▶ **Supplied passage**
- - -

The offset is the position in the log where the consumer last consumed or read a message. The consumer can then commit this offset to make the reading ‘official’. Offset committing can be done automatically in the background or explicitly. In our example we will commit automatically in the background.

![image.png](attachment:image.png)

### Kafka Concepts


![image.png](attachment:image.png)

![image-2.png](attachment:image-2.png)

### Topics
Every message that is feed into the system must be part of some topic. The topic is nothing but a stream of records. The messages are stored in key-value format. Each message is assigned a sequence, called Offset. The output of one message could be an input of the other for further processing.

### Producers  
- Producers are the apps responsible to publish data into Kafka system. They publish data on the topic of their choice. (ex: clickstream, logs, IoT).

**Advantages**  
The Kafka Producer API is extremely simple to use: send data, it’s asynchronous and you will get a callback. This is perfectly suited for applications directly emitting streams of data such as logs, clickstreams, IoT.

- - -

▶ **Raw records**
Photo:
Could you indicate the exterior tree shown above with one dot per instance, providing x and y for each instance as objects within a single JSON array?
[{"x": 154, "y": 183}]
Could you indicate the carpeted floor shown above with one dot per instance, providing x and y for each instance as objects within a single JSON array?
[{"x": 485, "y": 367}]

- - -

▶ **Brief A**
From the Kafka passage, copy everything from "### Kafka Concepts" up to and including "clickstream, logs, IoT).".
▶ **Brief B**
Please continue the Kafka passage from the point where it stops.

▶ **Output A**
### Kafka Concepts


![image.png](attachment:image.png)

![image-2.png](attachment:image-2.png)

### Topics
Every message that is feed into the system must be part of some topic. The topic is nothing but a stream of records. The messages are stored in key-value format. Each message is assigned a sequence, called Offset. The output of one message could be an input of the other for further processing.

### Producers  
- Producers are the apps responsible to publish data into Kafka system. They publish data on the topic of their choice. (ex: clickstream, logs, IoT).

▶ **Output B**
It is very common to use this kind of API in combination with a Proxy

**Limitations**  
The Kafka Producer API can be extended and built upon to do a lot more things, but this will require engineers to write a lot of added logic. The biggest mistake I see is people trying to perform ETL between a database and Kafka using the Producer API. Here are a few things that are not easy to do:  

- How to track the source offsets? (i.e. how to properly resume your producer if it was stopped)
- How to distribute the load for your ETL across many producers?


For this, we’re much better off using the Kafka Connect Source API

### Consumers  
The messages published into topics are then utilized by Consumers apps. A consumer gets subscribed to the topic of its choice and consumes data. Read a stream and perform real-time actions on it (e.g. send email…)

**Advantages**
The Kafka Consumer API is dead-simple, works using Consumer Groups so that your topics can be consumed in parallel. Although you need to be careful about a few things, such as offset management and commits, as well as rebalances and idempotence constraints, they’re really easy to write. For any stateless kind of workload, they will be perfect. Think notifications!

**Limitations**
When you perform some kind of ETL, Kafka Connect Sinks are better suited as they will avoid you to write some complicated logic against an external data source.


### Broker  
Every instance of Kafka that is responsible for message exchange is called a Broker. Kafka can be used as a stand-alone machine or a part of a cluster.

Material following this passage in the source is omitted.